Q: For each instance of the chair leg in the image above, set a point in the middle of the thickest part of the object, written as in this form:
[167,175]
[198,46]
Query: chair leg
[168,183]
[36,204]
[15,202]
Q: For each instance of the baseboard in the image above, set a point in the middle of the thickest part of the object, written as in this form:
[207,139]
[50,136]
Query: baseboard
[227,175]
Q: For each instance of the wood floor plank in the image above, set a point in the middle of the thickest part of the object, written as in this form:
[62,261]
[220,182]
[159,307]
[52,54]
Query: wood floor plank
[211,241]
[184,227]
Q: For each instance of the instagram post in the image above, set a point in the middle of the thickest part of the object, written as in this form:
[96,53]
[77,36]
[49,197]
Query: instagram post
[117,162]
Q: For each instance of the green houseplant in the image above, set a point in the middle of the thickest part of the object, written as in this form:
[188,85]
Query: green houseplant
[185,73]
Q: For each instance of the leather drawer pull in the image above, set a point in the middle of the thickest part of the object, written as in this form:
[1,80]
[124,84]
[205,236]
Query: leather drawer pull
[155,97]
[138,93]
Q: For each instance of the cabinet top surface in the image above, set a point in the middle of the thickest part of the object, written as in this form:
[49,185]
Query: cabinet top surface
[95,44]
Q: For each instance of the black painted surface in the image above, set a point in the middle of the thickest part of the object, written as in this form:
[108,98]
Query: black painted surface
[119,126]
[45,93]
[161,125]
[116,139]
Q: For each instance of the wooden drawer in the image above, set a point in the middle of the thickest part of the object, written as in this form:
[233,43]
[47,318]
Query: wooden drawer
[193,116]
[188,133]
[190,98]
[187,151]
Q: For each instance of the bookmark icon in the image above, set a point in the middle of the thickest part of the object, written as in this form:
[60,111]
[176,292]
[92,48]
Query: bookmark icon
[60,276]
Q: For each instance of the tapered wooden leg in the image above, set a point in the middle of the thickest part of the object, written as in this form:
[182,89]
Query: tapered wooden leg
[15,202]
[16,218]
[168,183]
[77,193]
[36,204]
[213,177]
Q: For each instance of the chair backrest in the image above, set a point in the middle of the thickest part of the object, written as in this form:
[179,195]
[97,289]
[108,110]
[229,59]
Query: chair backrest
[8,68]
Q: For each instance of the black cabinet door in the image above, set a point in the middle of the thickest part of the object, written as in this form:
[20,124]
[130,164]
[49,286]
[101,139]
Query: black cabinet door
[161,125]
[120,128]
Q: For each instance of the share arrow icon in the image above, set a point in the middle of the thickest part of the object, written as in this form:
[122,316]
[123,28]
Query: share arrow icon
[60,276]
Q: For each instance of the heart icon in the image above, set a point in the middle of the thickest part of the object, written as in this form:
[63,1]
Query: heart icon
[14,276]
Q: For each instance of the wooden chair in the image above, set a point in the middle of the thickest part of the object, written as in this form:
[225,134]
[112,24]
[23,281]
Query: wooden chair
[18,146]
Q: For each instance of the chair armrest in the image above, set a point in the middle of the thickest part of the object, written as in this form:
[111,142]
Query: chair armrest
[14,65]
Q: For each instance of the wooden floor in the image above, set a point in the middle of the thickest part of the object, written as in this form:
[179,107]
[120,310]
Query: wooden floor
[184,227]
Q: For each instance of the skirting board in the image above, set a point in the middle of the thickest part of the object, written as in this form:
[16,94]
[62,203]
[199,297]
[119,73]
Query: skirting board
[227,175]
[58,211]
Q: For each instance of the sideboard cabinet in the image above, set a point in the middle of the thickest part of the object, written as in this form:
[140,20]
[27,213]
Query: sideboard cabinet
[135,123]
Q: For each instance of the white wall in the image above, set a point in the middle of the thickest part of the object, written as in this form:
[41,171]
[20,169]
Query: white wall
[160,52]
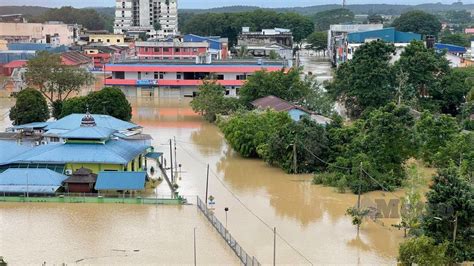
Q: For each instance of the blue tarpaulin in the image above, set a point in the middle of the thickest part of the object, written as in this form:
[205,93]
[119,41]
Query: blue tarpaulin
[120,180]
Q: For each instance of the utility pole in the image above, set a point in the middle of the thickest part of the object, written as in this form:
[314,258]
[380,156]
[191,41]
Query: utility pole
[171,163]
[207,184]
[358,195]
[195,263]
[274,246]
[295,160]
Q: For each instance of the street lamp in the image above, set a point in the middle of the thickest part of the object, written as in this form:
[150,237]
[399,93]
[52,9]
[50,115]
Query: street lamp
[226,209]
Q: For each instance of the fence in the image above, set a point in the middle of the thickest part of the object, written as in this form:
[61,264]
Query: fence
[244,257]
[92,198]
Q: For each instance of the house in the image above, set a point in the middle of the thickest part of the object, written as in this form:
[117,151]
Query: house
[296,112]
[78,141]
[81,181]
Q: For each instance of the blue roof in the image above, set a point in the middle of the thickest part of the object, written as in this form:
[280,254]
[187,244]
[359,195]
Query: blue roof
[451,48]
[20,180]
[14,149]
[120,181]
[113,152]
[213,43]
[89,133]
[72,121]
[389,35]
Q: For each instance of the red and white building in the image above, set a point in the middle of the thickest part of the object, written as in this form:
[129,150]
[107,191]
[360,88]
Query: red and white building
[182,78]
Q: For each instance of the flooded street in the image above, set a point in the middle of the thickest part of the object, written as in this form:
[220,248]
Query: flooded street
[310,220]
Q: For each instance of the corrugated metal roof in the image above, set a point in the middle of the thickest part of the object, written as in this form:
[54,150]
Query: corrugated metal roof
[22,180]
[120,181]
[113,152]
[89,133]
[72,121]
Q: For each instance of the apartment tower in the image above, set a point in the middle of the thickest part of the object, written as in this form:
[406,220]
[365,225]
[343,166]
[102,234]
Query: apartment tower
[157,18]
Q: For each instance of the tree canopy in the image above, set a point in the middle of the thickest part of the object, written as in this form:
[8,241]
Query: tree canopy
[229,25]
[322,20]
[55,80]
[108,101]
[366,81]
[418,22]
[30,107]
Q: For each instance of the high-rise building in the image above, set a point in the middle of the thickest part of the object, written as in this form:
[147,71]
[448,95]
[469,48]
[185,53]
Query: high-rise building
[157,18]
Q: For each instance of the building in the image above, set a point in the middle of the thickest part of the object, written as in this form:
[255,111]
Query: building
[263,43]
[56,33]
[296,112]
[337,35]
[389,35]
[95,142]
[108,39]
[181,78]
[133,17]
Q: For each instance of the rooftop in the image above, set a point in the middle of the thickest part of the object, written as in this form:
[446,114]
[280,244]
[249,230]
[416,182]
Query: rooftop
[120,181]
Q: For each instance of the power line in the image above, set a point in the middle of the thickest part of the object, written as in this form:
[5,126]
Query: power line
[245,206]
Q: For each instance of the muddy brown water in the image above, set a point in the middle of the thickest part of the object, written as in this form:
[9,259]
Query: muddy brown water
[309,219]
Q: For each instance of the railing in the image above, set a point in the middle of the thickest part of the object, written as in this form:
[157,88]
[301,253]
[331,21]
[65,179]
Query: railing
[91,198]
[244,257]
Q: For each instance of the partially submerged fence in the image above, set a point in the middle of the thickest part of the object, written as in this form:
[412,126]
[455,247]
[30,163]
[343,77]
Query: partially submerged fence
[244,257]
[92,198]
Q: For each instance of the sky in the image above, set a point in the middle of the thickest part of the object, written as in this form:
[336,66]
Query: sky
[220,3]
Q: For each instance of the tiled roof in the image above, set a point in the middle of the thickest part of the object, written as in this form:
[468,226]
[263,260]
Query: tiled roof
[41,180]
[120,181]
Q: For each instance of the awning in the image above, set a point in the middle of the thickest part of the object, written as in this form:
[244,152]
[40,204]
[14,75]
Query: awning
[154,155]
[120,180]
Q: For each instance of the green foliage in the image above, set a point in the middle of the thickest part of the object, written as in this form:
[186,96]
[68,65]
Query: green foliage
[229,25]
[211,102]
[55,80]
[247,132]
[310,139]
[418,22]
[317,99]
[322,20]
[458,151]
[288,86]
[433,132]
[89,18]
[317,41]
[30,107]
[422,251]
[450,205]
[380,143]
[426,73]
[109,101]
[366,81]
[456,39]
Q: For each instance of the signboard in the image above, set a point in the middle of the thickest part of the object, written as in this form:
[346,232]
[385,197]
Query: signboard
[147,82]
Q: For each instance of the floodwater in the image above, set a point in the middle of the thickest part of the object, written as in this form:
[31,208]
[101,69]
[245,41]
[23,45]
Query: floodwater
[310,220]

★ ★ ★ ★ ★ ★ ★

Problem to work on
Rewrite every line of the data from the line containing "Q: For each instance of the sky" through the end, inclusive, requests included, and shift each answer point by adding 91 to both of its coordinates.

Expected answer
Q: For each instance of the sky in the image above, set a point in the middle of the thickest part of the object, written as in this form:
[336,66]
Query: sky
[311,94]
Q: For each instance of the tiled roof in the image above, set a point in the middle of the thickest part of the object, written as in this form:
[468,226]
[263,260]
Query: tiled roof
[132,271]
[211,272]
Q: For each instance of the awning in the image above, set a point in the middle of the thickest part of the object, written as in this form:
[244,152]
[40,204]
[14,75]
Query: awning
[245,246]
[211,271]
Q: For each instance of the green foliage in the image above, set a point in the middle of the thickest part of the object, written as in this form:
[186,96]
[68,65]
Query: green foliage
[320,116]
[302,193]
[146,171]
[338,223]
[401,230]
[509,113]
[408,190]
[413,111]
[549,242]
[379,177]
[524,223]
[180,109]
[408,132]
[121,198]
[513,342]
[541,296]
[471,234]
[517,164]
[200,192]
[457,172]
[547,130]
Q: For each instance of the signboard in the image above, set a point in the middle of the thickest part of the object, written as in this form:
[346,232]
[385,197]
Query: signboard
[238,173]
Q: For each instance of the floodwater in the image above, set a point in the middle of the thickest part of the object, written as in this form:
[31,208]
[101,69]
[245,41]
[23,45]
Query: floodwater
[401,311]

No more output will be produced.